■ **Task to carry out**
In the rows below, take every line from the one containing "Verification task. The black" through the last line of the rows, inclusive, and write them as a JSON list of strings, one string per line, with blank lines omitted.

■ **Exercise input**
* * *

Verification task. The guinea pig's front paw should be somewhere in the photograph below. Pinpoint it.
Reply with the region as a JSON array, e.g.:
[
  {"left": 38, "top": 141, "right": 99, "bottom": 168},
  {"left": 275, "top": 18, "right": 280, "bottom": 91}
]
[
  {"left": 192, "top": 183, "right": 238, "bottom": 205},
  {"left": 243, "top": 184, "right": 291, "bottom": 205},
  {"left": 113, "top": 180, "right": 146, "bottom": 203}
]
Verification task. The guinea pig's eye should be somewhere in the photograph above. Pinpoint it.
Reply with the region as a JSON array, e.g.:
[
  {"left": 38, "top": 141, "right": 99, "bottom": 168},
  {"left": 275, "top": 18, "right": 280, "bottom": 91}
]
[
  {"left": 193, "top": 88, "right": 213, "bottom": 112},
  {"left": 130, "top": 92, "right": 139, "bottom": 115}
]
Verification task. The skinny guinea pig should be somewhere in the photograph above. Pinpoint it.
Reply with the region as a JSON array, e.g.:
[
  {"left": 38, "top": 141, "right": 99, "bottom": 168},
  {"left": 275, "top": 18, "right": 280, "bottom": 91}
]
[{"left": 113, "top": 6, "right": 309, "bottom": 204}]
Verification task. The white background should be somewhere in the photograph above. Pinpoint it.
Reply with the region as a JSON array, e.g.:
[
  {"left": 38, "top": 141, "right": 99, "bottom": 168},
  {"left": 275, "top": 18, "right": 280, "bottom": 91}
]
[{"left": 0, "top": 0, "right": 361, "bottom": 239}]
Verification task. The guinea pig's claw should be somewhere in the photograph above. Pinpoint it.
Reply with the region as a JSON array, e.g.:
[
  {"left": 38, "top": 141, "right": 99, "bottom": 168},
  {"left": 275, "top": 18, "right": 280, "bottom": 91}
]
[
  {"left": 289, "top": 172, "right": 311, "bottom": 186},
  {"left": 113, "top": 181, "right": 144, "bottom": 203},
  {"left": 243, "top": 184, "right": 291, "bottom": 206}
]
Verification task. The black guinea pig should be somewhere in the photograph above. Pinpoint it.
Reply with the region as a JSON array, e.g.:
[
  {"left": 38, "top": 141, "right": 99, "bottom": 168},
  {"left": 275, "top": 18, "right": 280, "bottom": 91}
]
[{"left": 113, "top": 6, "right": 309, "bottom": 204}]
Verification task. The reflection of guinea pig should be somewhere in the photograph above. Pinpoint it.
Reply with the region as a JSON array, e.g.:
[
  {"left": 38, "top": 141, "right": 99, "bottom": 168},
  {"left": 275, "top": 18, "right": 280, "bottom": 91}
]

* * *

■ **Worked answer**
[
  "Verification task. The black guinea pig should be somewhere in the photograph above. Pinpoint it.",
  "Reply with the region as a JSON array, e.g.:",
  "[",
  "  {\"left\": 38, \"top\": 141, \"right\": 99, \"bottom\": 168},",
  "  {\"left\": 275, \"top\": 18, \"right\": 280, \"bottom\": 91}",
  "]",
  "[{\"left\": 113, \"top\": 6, \"right\": 309, \"bottom\": 204}]",
  "Verification task. The reflection of guinea pig should be somewhere in the photograph above. Pinpoint it.",
  "Reply with the region as a JSON array, e.g.:",
  "[",
  "  {\"left\": 38, \"top\": 141, \"right\": 99, \"bottom\": 168},",
  "  {\"left\": 275, \"top\": 18, \"right\": 280, \"bottom\": 91}",
  "]"
]